**WHAT IS BEING ASKED**
Copy the data below from its first line through the line containing "xmin=761 ymin=217 xmax=807 ymax=235", inclusive, changing "black bow tie" to "dark bow tie" and leaving everything else unchanged.

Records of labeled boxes

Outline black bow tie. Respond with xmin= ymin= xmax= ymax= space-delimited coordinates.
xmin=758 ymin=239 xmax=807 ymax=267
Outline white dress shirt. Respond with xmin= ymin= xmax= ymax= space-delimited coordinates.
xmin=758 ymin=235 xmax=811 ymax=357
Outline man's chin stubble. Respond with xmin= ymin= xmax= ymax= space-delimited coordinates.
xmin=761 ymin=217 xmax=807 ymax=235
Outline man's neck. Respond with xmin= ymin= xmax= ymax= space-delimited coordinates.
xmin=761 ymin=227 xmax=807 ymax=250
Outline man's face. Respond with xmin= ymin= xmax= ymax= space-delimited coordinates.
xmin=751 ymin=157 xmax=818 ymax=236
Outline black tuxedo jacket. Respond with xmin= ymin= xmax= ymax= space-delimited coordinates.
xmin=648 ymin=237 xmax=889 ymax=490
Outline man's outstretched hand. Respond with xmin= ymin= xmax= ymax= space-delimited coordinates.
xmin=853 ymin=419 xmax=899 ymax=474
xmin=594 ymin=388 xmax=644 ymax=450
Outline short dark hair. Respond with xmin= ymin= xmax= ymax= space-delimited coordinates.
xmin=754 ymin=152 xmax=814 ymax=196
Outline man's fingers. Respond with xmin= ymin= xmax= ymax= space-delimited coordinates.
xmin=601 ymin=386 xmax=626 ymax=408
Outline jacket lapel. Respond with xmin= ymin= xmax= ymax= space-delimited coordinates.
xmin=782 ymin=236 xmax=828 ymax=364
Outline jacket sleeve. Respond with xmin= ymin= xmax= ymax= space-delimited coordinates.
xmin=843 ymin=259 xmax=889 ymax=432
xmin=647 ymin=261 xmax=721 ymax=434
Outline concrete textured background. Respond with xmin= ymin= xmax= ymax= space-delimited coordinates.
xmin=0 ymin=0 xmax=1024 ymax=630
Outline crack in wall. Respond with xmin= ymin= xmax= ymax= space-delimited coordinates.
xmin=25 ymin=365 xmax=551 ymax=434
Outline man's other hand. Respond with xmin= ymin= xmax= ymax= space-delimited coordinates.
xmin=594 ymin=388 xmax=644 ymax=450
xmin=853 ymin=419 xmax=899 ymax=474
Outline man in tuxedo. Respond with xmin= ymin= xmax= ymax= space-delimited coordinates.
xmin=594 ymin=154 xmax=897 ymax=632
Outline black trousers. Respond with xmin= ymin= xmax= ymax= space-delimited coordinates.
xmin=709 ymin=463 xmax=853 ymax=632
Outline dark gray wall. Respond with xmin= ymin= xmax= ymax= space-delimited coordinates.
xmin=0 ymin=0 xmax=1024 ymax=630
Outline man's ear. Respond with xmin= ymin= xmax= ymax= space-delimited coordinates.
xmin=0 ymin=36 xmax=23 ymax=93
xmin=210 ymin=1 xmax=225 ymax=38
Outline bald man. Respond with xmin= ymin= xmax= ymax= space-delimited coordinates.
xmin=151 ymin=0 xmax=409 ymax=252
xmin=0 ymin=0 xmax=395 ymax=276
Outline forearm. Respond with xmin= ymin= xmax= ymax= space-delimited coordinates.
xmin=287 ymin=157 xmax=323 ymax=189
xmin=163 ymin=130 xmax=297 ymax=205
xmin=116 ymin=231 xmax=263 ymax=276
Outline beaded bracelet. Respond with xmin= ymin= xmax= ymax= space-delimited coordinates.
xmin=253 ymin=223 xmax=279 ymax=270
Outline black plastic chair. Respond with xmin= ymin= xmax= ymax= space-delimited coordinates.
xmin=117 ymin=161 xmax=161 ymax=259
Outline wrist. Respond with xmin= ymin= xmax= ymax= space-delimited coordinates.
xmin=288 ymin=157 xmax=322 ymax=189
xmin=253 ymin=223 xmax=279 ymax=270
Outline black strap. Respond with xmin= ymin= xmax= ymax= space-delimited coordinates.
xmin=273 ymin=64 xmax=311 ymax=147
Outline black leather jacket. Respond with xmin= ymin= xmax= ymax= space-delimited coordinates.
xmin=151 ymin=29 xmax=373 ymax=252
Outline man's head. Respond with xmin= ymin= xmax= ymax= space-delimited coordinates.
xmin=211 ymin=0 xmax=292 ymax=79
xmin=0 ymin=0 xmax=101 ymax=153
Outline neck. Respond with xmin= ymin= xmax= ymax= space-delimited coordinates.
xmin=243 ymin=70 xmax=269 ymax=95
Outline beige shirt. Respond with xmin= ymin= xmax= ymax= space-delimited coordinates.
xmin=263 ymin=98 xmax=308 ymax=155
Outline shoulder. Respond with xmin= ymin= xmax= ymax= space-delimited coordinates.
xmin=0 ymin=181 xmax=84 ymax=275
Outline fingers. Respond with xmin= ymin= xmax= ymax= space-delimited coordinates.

**EXERCISE OUTPUT**
Outline dark bow tie. Respond with xmin= ymin= xmax= ymax= space-delimited coordinates.
xmin=758 ymin=239 xmax=807 ymax=267
Outline white dress shirt. Respond with xmin= ymin= xmax= ymax= space-delimited coordinates.
xmin=758 ymin=235 xmax=811 ymax=357
Outline man's chin stubble. Respond with xmin= ymin= xmax= ymax= space-delimited coordinates.
xmin=761 ymin=217 xmax=807 ymax=235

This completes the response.